■ Source passage ■
=== Begin Enclosure ===
The problem was even worse: there was no vision at all from no one, not leadership, not the investors, not the users, what Twitter should be, other than "it is a way for instant communication with feeds". Everything else was completely lacking: what features do people want, what moderation policy should be applied, how does Twitter plan to make money.

The only ones that had at least some sort of vision where activists - the left wing, the advertisers and large parts of the users didn't want Nazis any more, and the right wing wanted "free speech" aka allowing Nazis.


> there was no vision at all from no one

Completely agree.


I think this is down to the time horizons each kind of company optimizes for. Mittelstands are usually owned by families and they basically try to build a business that will feed the parents as well as kids when they come of age. Publicly listed companies usually optimize for this quarter. So even if you are looking at the same KPIs, you could get different outcomes just due to the utility functions being different.


> Publicly listed companies usually optimize for this quarter.

No they don’t. The sales org might but when I was at GOOG the quarterly deadlines had zero influence on launch dates, engineering decisions, etc.

Public companies frequently get punished severely in the market when they have a great quarter but advise a negative outlook for the year.


> The reality is most huge companies are majority bloat.

This is true, and in my opinion, true for a reason. And that reason is not "most huge companies are dumb", as opposed to what Musk's cult seem to believe. The reality is, measuring what exactly is "bloat" and precisely cutting that bloat is extremely difficult and firing more than half of your workforce is probably like using a warhammer to do brain surgery.


Well, your alias actually refers to that process. Large organizations gain entropy over time. And entropy is precisly the inability to describe some structure at a micro/nano-level.

But while fighting the entropy can be hard, not doing so is almost certain to be lethal.

If an organism is infected by gangrene or cancer (the more extreme forms of entropy for a body), it may be more realistic to cut away whole body parts than to treat it in place, even if there is risk of sudden death.

It seems to em that this is what Musk is trying. Either Twitter will be gone within a year, or they may very well be sustainably profitable within 2-3 years.
=== End Enclosure ===
■ Exercise directions ■
Resume the online discussion about Twitter's direction and corporate bloat, picking up directly after its final comment.

■ Records ■
=== Begin Enclosure ===
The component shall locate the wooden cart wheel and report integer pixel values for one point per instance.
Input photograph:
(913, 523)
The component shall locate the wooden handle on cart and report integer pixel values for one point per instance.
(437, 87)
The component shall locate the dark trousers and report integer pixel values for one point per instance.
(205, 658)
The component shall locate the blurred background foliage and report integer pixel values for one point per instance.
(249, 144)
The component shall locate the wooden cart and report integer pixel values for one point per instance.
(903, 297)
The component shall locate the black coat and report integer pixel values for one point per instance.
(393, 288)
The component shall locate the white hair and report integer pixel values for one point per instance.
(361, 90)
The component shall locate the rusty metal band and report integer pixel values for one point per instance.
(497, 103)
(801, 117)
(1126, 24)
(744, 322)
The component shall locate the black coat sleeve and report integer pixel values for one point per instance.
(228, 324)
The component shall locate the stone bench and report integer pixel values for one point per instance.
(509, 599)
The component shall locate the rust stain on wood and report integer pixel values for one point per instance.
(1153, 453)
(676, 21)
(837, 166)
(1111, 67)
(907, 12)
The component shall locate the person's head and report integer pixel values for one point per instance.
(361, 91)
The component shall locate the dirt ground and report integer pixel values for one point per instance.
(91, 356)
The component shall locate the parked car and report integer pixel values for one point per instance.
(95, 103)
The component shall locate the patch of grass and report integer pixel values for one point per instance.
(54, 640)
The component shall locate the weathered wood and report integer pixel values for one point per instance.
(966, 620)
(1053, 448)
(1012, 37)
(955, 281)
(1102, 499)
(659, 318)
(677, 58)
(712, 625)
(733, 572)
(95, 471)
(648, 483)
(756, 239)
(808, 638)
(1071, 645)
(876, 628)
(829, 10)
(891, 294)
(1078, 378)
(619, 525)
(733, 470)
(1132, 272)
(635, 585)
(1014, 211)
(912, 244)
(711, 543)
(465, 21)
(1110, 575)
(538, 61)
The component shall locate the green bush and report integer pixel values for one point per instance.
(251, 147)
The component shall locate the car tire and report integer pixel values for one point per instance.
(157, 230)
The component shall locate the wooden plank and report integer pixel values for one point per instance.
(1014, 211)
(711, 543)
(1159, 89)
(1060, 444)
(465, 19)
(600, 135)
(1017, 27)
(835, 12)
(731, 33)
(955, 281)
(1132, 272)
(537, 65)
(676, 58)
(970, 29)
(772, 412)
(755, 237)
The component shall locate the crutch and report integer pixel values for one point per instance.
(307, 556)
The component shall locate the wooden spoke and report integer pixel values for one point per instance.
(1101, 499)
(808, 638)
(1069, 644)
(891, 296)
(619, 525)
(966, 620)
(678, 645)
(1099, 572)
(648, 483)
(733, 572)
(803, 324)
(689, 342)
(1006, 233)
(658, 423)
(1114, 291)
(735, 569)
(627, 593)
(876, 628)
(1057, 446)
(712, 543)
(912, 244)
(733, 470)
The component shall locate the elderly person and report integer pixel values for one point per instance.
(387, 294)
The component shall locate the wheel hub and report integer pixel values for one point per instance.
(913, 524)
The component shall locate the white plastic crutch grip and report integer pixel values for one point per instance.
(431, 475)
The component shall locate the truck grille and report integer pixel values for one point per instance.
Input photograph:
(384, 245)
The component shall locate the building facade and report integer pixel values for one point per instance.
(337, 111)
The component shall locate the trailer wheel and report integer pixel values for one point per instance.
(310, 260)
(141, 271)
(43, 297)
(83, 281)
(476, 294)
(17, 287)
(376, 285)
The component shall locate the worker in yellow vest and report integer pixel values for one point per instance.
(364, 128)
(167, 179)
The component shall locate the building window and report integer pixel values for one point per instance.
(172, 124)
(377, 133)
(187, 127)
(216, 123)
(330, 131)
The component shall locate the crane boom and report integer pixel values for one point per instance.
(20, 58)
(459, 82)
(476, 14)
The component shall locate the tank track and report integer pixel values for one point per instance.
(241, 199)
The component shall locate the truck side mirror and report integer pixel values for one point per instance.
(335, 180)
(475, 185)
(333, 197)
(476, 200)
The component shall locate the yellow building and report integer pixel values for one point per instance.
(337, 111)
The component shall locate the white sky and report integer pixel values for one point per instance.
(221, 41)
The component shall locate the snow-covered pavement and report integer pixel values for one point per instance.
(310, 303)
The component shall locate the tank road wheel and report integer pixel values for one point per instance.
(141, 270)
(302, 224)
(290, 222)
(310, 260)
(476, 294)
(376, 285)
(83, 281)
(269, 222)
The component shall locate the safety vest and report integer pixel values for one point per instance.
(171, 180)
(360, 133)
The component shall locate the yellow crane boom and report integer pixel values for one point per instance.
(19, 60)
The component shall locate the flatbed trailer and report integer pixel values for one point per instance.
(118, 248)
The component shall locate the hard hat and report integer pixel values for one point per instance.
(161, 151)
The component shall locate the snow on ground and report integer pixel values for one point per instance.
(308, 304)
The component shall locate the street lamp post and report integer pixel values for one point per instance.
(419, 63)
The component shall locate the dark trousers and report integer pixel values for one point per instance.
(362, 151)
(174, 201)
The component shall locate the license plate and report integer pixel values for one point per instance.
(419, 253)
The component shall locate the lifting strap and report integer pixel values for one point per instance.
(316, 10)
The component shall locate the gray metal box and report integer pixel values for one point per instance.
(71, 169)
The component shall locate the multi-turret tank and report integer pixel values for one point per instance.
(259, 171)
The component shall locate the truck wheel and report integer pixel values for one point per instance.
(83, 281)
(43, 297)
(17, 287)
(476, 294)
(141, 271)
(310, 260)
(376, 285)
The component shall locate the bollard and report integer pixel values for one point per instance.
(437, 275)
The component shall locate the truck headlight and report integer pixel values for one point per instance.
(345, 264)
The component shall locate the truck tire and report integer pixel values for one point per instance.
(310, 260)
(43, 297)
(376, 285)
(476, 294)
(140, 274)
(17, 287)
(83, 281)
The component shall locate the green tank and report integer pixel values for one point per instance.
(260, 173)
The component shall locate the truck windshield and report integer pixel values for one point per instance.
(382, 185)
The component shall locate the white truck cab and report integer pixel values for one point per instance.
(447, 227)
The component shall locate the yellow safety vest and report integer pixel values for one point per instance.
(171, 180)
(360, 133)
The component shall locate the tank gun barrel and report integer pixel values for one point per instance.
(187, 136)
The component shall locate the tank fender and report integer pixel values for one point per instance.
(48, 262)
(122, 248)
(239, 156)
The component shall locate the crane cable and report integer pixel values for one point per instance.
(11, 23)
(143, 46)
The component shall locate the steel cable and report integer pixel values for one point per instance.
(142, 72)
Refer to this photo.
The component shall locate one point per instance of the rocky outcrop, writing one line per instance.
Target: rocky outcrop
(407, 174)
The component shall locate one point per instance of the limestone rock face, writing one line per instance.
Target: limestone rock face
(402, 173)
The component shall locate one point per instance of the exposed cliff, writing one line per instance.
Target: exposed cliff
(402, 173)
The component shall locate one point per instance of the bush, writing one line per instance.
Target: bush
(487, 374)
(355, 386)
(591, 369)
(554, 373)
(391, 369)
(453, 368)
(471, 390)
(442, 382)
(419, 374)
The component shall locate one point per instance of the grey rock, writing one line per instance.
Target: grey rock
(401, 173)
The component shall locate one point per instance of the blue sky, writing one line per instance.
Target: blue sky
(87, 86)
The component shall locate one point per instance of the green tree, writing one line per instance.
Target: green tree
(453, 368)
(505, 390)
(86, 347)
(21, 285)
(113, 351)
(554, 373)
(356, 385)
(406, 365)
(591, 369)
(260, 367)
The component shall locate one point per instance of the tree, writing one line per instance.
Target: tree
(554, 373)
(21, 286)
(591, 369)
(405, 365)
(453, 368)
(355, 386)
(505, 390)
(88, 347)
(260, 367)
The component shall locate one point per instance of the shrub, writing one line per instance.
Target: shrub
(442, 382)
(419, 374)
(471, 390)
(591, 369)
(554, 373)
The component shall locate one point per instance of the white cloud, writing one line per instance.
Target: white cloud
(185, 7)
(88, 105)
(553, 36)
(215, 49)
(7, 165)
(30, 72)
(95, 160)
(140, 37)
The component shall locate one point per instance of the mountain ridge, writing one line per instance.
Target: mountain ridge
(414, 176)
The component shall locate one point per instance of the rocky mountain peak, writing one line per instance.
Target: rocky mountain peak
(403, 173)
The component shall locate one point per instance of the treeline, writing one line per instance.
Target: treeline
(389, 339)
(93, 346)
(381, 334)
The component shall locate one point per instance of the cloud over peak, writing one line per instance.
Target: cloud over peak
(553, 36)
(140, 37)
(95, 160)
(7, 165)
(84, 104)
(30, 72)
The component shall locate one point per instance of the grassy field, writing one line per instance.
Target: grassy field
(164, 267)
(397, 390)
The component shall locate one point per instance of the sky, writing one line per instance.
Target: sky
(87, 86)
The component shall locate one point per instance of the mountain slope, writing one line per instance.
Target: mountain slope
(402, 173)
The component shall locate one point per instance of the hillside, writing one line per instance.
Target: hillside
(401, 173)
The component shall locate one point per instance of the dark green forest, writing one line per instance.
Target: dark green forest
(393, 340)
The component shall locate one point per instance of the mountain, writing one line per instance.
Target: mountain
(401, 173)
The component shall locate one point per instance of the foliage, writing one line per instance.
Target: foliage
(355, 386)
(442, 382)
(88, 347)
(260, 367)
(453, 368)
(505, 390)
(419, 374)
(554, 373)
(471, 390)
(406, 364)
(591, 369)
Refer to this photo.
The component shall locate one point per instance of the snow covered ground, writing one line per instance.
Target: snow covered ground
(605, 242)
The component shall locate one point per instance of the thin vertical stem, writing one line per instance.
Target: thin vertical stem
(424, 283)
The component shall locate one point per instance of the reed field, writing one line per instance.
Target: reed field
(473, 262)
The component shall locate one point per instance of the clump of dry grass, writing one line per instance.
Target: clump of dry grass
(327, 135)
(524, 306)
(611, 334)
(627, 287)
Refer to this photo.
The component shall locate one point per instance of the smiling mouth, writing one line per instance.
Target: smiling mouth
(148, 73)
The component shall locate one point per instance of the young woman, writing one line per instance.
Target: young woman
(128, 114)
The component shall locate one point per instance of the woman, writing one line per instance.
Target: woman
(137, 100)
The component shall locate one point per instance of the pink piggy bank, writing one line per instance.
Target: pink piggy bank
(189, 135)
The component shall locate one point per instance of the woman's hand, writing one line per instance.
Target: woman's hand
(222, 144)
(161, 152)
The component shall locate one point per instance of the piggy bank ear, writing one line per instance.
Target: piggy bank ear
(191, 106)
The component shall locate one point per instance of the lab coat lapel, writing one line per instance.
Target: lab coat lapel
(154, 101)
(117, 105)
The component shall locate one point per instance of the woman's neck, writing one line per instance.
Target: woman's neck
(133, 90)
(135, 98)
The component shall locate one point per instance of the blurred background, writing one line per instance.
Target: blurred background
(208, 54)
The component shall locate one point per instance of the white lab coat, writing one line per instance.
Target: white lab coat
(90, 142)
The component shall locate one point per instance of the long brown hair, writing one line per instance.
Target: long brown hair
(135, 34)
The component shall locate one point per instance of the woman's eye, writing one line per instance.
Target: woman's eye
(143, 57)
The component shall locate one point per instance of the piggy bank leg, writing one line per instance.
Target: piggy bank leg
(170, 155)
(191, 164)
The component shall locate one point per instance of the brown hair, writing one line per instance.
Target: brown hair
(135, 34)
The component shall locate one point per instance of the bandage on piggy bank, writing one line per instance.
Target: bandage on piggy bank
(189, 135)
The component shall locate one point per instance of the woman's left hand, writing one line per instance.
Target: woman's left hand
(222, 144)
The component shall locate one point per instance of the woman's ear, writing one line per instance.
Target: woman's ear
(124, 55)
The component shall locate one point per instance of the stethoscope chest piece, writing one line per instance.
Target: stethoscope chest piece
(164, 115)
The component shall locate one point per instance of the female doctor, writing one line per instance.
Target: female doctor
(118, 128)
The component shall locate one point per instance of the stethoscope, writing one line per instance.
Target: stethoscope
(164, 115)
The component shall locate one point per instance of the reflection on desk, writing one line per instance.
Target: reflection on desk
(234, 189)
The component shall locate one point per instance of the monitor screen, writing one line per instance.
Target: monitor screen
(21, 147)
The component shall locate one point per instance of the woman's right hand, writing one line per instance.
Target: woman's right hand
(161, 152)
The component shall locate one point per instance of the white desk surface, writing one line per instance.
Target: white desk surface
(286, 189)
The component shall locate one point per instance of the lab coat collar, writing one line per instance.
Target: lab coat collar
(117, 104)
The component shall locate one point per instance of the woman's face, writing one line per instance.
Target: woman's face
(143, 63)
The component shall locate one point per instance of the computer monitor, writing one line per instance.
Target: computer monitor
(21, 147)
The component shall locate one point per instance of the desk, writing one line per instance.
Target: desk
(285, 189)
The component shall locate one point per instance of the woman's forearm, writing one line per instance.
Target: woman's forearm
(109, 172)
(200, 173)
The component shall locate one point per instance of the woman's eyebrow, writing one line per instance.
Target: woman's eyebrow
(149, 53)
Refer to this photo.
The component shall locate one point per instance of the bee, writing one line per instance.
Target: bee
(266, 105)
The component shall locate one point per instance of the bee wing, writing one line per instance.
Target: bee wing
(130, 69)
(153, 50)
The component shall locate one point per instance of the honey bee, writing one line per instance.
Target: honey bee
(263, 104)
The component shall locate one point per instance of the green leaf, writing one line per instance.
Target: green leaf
=== End Enclosure ===
■ Response below ■
Software engineers at Twitter got used to working on an money losing company for 10 years and being told they’re great at their job. Then they were fired en masse because someone’s called them out on it.

If your company is losing money all this time you are likely to be fired eventually in the real world. Job security in sw world had become so high that no one seemed to expect it. Everyone assumed “sure we’re losing money and the company has no direction” but all is fine.

They all stayed there in their tables working for 10 years in a rudderless company as if it was a government job.


This is factually untrue though. Twitter was making money in 2018 and 2019 (to the tune of ~1.2B/year in net profit out of ~3B revenue, which is a fairly high profit margin) they lost quite a bit of money in 2020 and less in the years thereafter. However, even in the years where they had negative net income EBITDA remained positive suggesting the losses were upfront investments that would be expected to be amortized over the coming years.

The only reason Twitter is in deep financial shit right now is because Elon acquired it in a leveraged buyout and the cost of servicing the debt is estimated around 1B/year.


Yeah, most of the complaints of Twitter was that it should be doing more in the space it commanded, not that it was losing tons of money every year. Though, 1-1.5B in yearly interest payments is going to make that tough going forward.


I stand corrected. My impression was they always lost money.


>The reality is most huge companies are majority bloat.

Something I learned early in my career is that some companies consider this a feature not a bug. As in, they are hoarding talent so that they don't go to work for their competitor.